• Aim: Here are some records; return them all exactly.

"""

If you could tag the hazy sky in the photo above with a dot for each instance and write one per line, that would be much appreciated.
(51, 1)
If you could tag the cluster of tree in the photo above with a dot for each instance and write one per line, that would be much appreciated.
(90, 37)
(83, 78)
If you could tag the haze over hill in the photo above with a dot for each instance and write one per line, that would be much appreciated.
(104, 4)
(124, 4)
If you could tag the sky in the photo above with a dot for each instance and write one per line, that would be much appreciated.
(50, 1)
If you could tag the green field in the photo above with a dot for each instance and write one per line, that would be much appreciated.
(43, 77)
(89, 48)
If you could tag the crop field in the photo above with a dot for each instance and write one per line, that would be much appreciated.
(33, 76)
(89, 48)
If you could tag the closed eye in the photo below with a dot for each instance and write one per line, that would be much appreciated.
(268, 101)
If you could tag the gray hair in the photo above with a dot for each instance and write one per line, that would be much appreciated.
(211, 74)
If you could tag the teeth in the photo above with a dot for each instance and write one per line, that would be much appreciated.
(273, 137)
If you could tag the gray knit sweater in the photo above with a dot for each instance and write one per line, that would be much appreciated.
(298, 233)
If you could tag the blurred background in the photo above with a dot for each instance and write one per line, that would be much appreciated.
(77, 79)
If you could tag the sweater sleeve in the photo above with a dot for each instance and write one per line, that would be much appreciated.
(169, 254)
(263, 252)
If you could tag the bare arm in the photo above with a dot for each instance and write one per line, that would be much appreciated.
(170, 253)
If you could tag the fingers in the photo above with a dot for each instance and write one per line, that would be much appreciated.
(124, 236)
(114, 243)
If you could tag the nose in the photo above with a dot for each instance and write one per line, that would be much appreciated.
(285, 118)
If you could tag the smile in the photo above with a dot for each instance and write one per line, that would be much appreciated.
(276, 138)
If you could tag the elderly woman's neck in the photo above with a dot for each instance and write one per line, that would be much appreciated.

"""

• The solution:
If you could tag the hazy sky in the photo above with a dot for each instance and write one per line, that would be much appreciated.
(51, 1)
If you could tag the cluster of tree in the photo above with a dot for each instance and write one per line, that would be much appreciated.
(90, 37)
(83, 78)
If you could tag the haze over hill in the photo above with a dot for each instance and write one per line, that would be much appreciated.
(104, 4)
(124, 4)
If you could tag the sky in the photo above with a dot for each instance and write one per line, that would be much appreciated.
(50, 1)
If you could tag the green field in the photo above with a dot for each instance and write one per line, that would be much appreciated.
(43, 77)
(89, 48)
If you could tag the crop field in the photo above with a dot for each instance and write one per line, that would be much appreciated.
(33, 76)
(89, 48)
If you could tag the closed eye in the photo below with a dot for each instance and write one per line, that would be much appreciated.
(268, 101)
If you could tag the gray hair in the photo above with a dot for each instance and write one per line, that would be much appreciated.
(211, 74)
If you could tag the teeth in the photo above with a dot for each instance and write one per line, that would be much appreciated.
(273, 137)
If you could tag the gray knit sweater in the photo above with a dot for each instance and write one per line, that would be much appreciated.
(298, 233)
If you could tag the blurred background in the photo above with a dot for each instance and write one per line, that would be much appreciated.
(77, 79)
If you could tag the sweater sleeve in the photo above with a dot for each instance and write one per line, that would be much appreciated.
(169, 254)
(263, 252)
If you could tag the bare arm in the photo above with a dot for each instance and write one per line, that would be much appreciated.
(170, 253)
If you could tag the fingers in the photo above with a dot for each instance and write one per line, that would be much appreciated.
(124, 236)
(114, 243)
If you could tag the nose in the photo above with a dot for each instance and write one per line, that would be much appreciated.
(285, 118)
If you could tag the smile in the photo above with a dot for each instance and write one per line, that would be much appreciated.
(276, 138)
If you could tag the elderly woman's neck in the photo above with a dot for each instance and write one per line, that would be much appreciated.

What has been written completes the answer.